**Objective:**
Retype every row below word for word, leaving out the pictures.

* * * * *

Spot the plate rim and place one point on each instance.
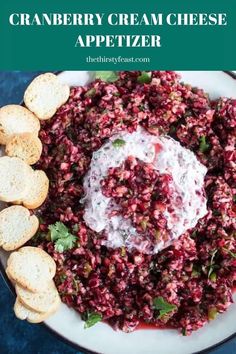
(82, 349)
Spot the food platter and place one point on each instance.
(102, 338)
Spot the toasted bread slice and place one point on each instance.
(45, 95)
(15, 119)
(23, 313)
(37, 190)
(31, 267)
(14, 175)
(17, 226)
(26, 146)
(43, 301)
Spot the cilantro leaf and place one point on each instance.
(58, 230)
(108, 76)
(204, 146)
(144, 78)
(118, 143)
(163, 306)
(62, 238)
(92, 319)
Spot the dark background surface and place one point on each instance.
(19, 336)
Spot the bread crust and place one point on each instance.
(31, 316)
(19, 215)
(45, 95)
(16, 119)
(31, 267)
(26, 146)
(43, 301)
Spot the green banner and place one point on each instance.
(123, 35)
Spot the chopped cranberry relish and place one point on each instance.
(193, 278)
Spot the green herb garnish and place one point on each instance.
(90, 93)
(62, 238)
(163, 306)
(108, 76)
(92, 319)
(144, 78)
(204, 146)
(118, 143)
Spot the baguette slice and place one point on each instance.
(14, 175)
(45, 95)
(26, 146)
(31, 267)
(31, 316)
(15, 119)
(37, 190)
(43, 301)
(17, 226)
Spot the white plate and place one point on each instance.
(101, 338)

* * * * *

**Expected answer:**
Spot the plate rim and place one point on each instance.
(82, 349)
Spot the food platter and place one point on each instance.
(102, 338)
Spot the toasted bread slice and place one point on each instance.
(45, 95)
(15, 119)
(23, 313)
(37, 190)
(31, 267)
(14, 175)
(17, 226)
(26, 146)
(43, 301)
Spot the cilantro leaf and place one point on each instance.
(58, 230)
(108, 76)
(204, 146)
(144, 78)
(118, 143)
(163, 306)
(62, 238)
(92, 319)
Spot the dark background surface and place one point on each instance.
(19, 336)
Spot the bread crust and place one point on each instance.
(31, 316)
(19, 215)
(45, 95)
(16, 119)
(31, 267)
(26, 146)
(43, 301)
Spot the green banner and place one point on each instance.
(123, 35)
Spot the chopped cranberry relish and place one point on each instance.
(193, 278)
Spot the green herb garnish and place one point on each instance.
(90, 93)
(62, 238)
(163, 306)
(108, 76)
(92, 319)
(144, 78)
(204, 146)
(118, 143)
Spot the baguette slice and place one point on each instance.
(14, 175)
(45, 95)
(26, 146)
(31, 267)
(31, 316)
(15, 119)
(37, 190)
(43, 301)
(17, 226)
Spot the white plate and place one point on each instance.
(101, 338)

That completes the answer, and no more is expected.